— WHAT TO DO —
Copy each line below in which the word "stalagmite" occurs.
▶
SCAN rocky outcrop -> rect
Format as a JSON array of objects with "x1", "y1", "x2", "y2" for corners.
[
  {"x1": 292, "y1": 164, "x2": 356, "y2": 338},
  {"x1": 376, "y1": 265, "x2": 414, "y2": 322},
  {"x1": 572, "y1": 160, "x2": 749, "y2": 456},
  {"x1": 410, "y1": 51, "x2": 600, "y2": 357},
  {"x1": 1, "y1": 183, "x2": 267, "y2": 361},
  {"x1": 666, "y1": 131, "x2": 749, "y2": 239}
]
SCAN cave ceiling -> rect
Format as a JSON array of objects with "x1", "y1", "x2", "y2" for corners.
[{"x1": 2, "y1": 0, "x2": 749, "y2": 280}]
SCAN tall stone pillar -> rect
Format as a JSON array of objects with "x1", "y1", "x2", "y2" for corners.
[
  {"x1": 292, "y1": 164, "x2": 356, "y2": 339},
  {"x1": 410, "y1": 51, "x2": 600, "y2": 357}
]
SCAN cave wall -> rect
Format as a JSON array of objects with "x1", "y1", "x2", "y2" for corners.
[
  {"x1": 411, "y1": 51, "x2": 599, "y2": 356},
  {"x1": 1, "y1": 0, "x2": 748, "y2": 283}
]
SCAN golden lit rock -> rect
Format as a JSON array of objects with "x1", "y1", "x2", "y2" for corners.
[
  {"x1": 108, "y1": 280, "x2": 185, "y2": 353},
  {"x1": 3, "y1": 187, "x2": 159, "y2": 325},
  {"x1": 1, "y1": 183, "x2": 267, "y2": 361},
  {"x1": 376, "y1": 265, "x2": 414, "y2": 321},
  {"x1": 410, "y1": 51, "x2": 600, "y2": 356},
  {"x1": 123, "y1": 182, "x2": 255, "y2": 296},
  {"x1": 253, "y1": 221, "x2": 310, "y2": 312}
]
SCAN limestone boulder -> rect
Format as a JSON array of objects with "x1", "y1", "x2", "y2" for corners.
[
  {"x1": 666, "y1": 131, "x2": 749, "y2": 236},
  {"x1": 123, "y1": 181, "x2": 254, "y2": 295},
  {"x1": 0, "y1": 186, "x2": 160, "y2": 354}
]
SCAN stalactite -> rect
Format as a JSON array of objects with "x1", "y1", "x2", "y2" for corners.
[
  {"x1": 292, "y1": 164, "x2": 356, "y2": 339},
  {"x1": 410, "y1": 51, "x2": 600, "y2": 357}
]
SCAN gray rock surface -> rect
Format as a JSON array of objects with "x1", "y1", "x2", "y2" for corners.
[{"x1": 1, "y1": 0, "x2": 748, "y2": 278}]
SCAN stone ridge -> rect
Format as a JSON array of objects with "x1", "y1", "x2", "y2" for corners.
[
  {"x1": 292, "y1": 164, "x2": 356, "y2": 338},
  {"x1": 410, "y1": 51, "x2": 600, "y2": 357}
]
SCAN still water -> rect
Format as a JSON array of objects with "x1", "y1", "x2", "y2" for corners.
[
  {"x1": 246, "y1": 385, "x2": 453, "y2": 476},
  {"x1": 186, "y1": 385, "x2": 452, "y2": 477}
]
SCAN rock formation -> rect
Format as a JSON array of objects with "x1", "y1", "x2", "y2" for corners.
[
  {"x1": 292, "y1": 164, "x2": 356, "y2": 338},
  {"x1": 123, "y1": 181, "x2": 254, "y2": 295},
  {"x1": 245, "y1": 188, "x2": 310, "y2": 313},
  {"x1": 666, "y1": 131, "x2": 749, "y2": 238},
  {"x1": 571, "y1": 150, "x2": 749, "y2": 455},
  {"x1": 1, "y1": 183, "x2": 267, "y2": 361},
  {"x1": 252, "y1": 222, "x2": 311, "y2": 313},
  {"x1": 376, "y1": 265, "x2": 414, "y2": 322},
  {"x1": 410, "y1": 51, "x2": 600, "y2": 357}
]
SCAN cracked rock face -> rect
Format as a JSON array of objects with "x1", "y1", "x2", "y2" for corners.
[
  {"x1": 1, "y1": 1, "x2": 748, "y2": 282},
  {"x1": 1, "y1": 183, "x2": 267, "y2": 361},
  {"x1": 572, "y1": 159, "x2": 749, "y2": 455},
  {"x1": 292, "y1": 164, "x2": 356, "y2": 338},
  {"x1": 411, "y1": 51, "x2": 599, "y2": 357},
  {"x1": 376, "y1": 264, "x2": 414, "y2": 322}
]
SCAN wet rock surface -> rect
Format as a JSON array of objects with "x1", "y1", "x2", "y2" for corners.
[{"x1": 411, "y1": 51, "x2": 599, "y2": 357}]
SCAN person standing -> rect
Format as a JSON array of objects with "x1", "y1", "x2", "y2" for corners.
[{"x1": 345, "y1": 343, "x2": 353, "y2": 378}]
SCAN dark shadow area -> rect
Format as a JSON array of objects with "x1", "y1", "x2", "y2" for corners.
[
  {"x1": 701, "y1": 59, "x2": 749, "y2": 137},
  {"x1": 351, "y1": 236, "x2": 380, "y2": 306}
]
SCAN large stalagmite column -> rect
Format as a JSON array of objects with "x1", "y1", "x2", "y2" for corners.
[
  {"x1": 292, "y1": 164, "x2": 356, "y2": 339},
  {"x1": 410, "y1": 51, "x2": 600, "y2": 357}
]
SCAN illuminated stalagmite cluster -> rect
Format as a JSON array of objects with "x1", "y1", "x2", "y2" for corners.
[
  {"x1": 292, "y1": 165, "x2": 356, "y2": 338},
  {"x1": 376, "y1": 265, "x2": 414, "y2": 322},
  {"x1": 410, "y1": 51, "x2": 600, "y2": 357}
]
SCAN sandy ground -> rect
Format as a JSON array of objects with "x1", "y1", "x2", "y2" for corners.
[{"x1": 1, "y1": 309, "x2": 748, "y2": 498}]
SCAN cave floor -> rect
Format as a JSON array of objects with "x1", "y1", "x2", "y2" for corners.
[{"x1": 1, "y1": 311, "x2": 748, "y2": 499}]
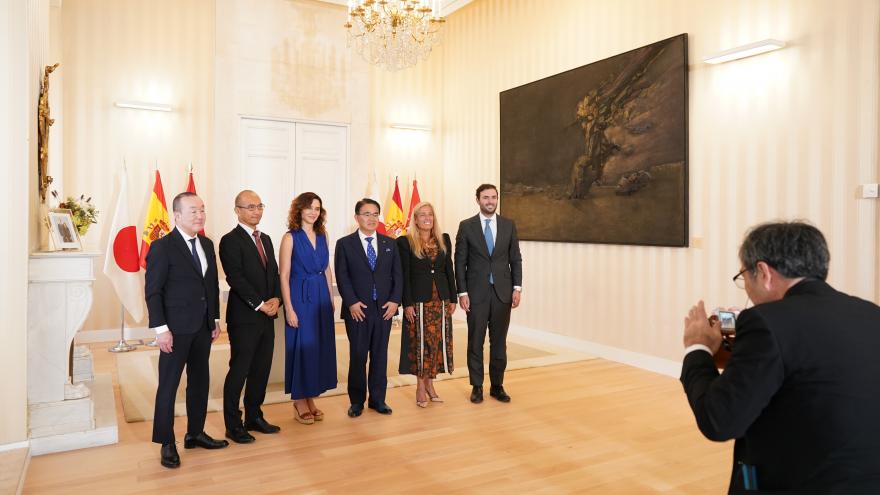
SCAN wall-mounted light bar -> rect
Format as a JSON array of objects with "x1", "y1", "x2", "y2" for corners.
[
  {"x1": 389, "y1": 123, "x2": 433, "y2": 131},
  {"x1": 704, "y1": 39, "x2": 786, "y2": 64},
  {"x1": 114, "y1": 101, "x2": 173, "y2": 112}
]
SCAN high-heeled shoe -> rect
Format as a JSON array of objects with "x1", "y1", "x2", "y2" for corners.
[
  {"x1": 311, "y1": 408, "x2": 324, "y2": 421},
  {"x1": 416, "y1": 389, "x2": 428, "y2": 408},
  {"x1": 293, "y1": 403, "x2": 315, "y2": 425},
  {"x1": 426, "y1": 390, "x2": 443, "y2": 403}
]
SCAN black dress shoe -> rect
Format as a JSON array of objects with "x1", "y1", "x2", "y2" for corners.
[
  {"x1": 368, "y1": 402, "x2": 393, "y2": 415},
  {"x1": 470, "y1": 386, "x2": 484, "y2": 404},
  {"x1": 244, "y1": 417, "x2": 281, "y2": 434},
  {"x1": 160, "y1": 443, "x2": 180, "y2": 469},
  {"x1": 490, "y1": 386, "x2": 511, "y2": 403},
  {"x1": 183, "y1": 431, "x2": 229, "y2": 449},
  {"x1": 225, "y1": 426, "x2": 255, "y2": 444},
  {"x1": 348, "y1": 404, "x2": 364, "y2": 418}
]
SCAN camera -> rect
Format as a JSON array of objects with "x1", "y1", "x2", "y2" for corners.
[{"x1": 717, "y1": 310, "x2": 736, "y2": 331}]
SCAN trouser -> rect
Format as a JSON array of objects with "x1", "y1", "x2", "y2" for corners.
[
  {"x1": 152, "y1": 320, "x2": 212, "y2": 444},
  {"x1": 467, "y1": 287, "x2": 512, "y2": 387},
  {"x1": 222, "y1": 320, "x2": 275, "y2": 429},
  {"x1": 345, "y1": 302, "x2": 392, "y2": 406}
]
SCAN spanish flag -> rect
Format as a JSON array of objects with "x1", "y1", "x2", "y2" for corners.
◀
— OUTPUT OF THE EXERCISE —
SCAN large stalagmite column -> rect
SCAN illuminated stalagmite cluster -> rect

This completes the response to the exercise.